===== Task inputs =====
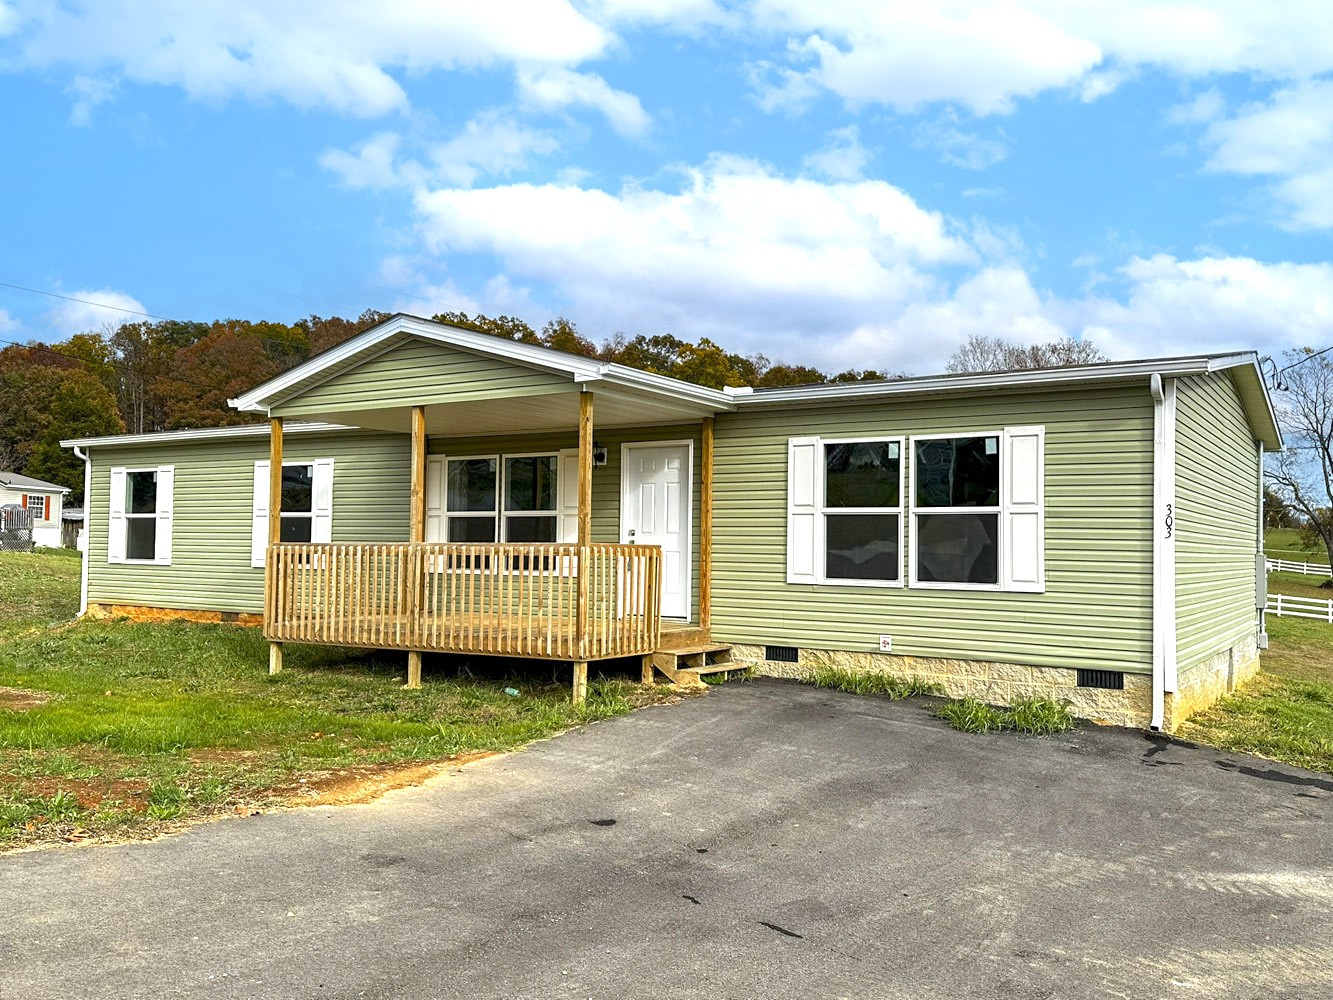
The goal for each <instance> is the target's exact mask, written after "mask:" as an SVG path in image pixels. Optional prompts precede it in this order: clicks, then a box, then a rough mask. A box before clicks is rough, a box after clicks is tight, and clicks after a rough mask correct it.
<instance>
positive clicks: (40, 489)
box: [0, 472, 69, 493]
mask: <svg viewBox="0 0 1333 1000" xmlns="http://www.w3.org/2000/svg"><path fill="white" fill-rule="evenodd" d="M0 487H8V488H9V489H28V491H32V492H33V493H68V492H69V487H57V485H56V484H55V483H45V481H43V480H40V479H33V477H32V476H20V475H19V473H17V472H0Z"/></svg>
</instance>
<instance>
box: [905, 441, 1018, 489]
mask: <svg viewBox="0 0 1333 1000" xmlns="http://www.w3.org/2000/svg"><path fill="white" fill-rule="evenodd" d="M913 475H914V479H916V505H917V507H998V505H1000V439H998V437H996V436H993V435H992V436H986V437H945V439H938V440H926V441H916V465H914V469H913Z"/></svg>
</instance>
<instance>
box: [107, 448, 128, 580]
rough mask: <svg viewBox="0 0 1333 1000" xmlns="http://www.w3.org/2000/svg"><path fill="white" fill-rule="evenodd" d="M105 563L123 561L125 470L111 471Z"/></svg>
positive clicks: (118, 561)
mask: <svg viewBox="0 0 1333 1000" xmlns="http://www.w3.org/2000/svg"><path fill="white" fill-rule="evenodd" d="M107 561H108V563H124V561H125V469H123V468H115V469H112V471H111V516H109V517H108V519H107Z"/></svg>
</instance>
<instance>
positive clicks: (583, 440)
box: [575, 389, 593, 703]
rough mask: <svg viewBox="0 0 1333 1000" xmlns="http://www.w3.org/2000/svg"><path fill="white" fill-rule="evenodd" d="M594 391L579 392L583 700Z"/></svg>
mask: <svg viewBox="0 0 1333 1000" xmlns="http://www.w3.org/2000/svg"><path fill="white" fill-rule="evenodd" d="M592 443H593V436H592V393H591V392H588V391H587V389H585V391H584V392H580V393H579V589H577V593H576V605H575V632H576V635H575V648H576V651H577V652H576V656H579V657H580V660H579V661H576V663H575V701H576V703H577V701H580V700H583V695H581V693H580V691H583V692H587V689H588V661H587V659H585V657H587V656H588V648H589V641H588V621H589V619H591V616H589V613H588V612H589V611H591V608H589V603H591V595H589V583H591V580H589V571H591V569H592V557H591V555H589V552H588V545H589V544H591V543H592ZM580 663H581V665H583V677H584V681H583V688H581V689H580V685H579V676H580V673H579V667H580Z"/></svg>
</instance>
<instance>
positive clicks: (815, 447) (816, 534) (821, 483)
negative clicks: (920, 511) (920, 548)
mask: <svg viewBox="0 0 1333 1000" xmlns="http://www.w3.org/2000/svg"><path fill="white" fill-rule="evenodd" d="M813 440H814V448H816V464H814V584H816V585H817V587H870V588H874V589H885V588H888V589H896V591H900V589H902V588H904V587H906V579H905V573H904V572H902V549H904V545H905V540H906V524H905V523H906V516H908V507H906V497H905V492H904V491H905V489H906V477H905V475H904V471H905V465H906V455H905V452H906V447H908V439H906V437H904V436H902V435H898V436H892V435H889V436H872V437H816V439H813ZM881 443H888V444H897V445H898V505H897V507H834V508H832V509H833V513H834V515H840V513H868V515H884V516H888V515H897V519H898V576H897V579H896V580H844V579H842V577H838V576H829V575H828V515H829V507H828V505H826V503H825V501H826V500H828V493H826V489H828V463H826V461H825V455H824V445H826V444H881Z"/></svg>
=====
# What you are asked to do:
Write out every item above word for word, but leave out the pictures.

# Solution:
The goal for each <instance> is the target's exact mask, written after "mask:" as an SVG path in image pixels. Optional prompts precede it in this order: clicks, then a box, then a rough mask. A box before clicks is rough, a box after clicks is tight, and clicks after a rough mask correct it.
<instance>
positive clicks: (40, 489)
box: [0, 472, 69, 493]
mask: <svg viewBox="0 0 1333 1000" xmlns="http://www.w3.org/2000/svg"><path fill="white" fill-rule="evenodd" d="M0 487H8V488H9V489H28V491H32V492H33V493H68V492H69V487H57V485H56V484H55V483H45V481H43V480H40V479H33V477H32V476H20V475H19V473H17V472H0Z"/></svg>
</instance>
<instance>
box: [905, 441, 1018, 489]
mask: <svg viewBox="0 0 1333 1000" xmlns="http://www.w3.org/2000/svg"><path fill="white" fill-rule="evenodd" d="M913 475H914V479H916V505H917V507H998V505H1000V439H998V437H996V436H993V435H992V436H986V437H945V439H938V440H926V441H916V465H914V469H913Z"/></svg>
</instance>
<instance>
box: [107, 448, 128, 580]
rough mask: <svg viewBox="0 0 1333 1000" xmlns="http://www.w3.org/2000/svg"><path fill="white" fill-rule="evenodd" d="M105 563L123 561L125 470L111 471Z"/></svg>
positive clicks: (118, 561)
mask: <svg viewBox="0 0 1333 1000" xmlns="http://www.w3.org/2000/svg"><path fill="white" fill-rule="evenodd" d="M107 561H108V563H124V561H125V469H123V468H115V469H112V471H111V516H109V517H108V519H107Z"/></svg>
</instance>
<instance>
positive clicks: (583, 440)
box: [575, 389, 593, 703]
rough mask: <svg viewBox="0 0 1333 1000" xmlns="http://www.w3.org/2000/svg"><path fill="white" fill-rule="evenodd" d="M594 391L579 392L583 700Z"/></svg>
mask: <svg viewBox="0 0 1333 1000" xmlns="http://www.w3.org/2000/svg"><path fill="white" fill-rule="evenodd" d="M592 443H593V436H592V393H591V392H588V391H587V389H585V391H584V392H580V393H579V589H577V593H576V605H575V632H576V635H575V648H576V651H577V652H576V656H579V657H580V660H579V661H576V663H575V701H576V703H577V701H580V700H583V695H581V693H580V691H583V692H587V689H588V661H587V659H585V657H587V656H588V648H589V641H588V621H589V619H591V616H589V613H588V612H589V611H591V608H589V603H591V595H589V583H591V580H589V571H591V569H592V557H591V555H589V552H588V545H589V544H591V543H592ZM580 663H581V665H583V677H584V681H583V688H581V689H580V685H579V676H580V673H579V667H580Z"/></svg>
</instance>
<instance>
positive clicks: (815, 447) (816, 534) (821, 483)
negative clicks: (920, 511) (920, 548)
mask: <svg viewBox="0 0 1333 1000" xmlns="http://www.w3.org/2000/svg"><path fill="white" fill-rule="evenodd" d="M813 440H814V448H816V464H814V584H816V585H817V587H870V588H874V589H885V588H888V589H896V591H900V589H902V588H904V587H906V579H905V573H904V572H902V549H904V545H905V540H906V524H905V523H906V516H908V507H906V497H905V492H904V491H905V489H906V477H905V475H904V471H905V465H906V455H905V452H906V447H908V439H906V437H904V436H902V435H898V436H892V435H889V436H872V437H816V439H813ZM881 443H888V444H897V445H898V505H897V507H834V508H832V509H833V513H834V515H840V513H868V515H884V516H888V515H897V519H898V576H897V579H896V580H844V579H842V577H838V576H829V575H828V515H829V507H828V505H826V503H825V501H826V500H828V493H826V489H828V463H826V461H825V455H824V445H826V444H881Z"/></svg>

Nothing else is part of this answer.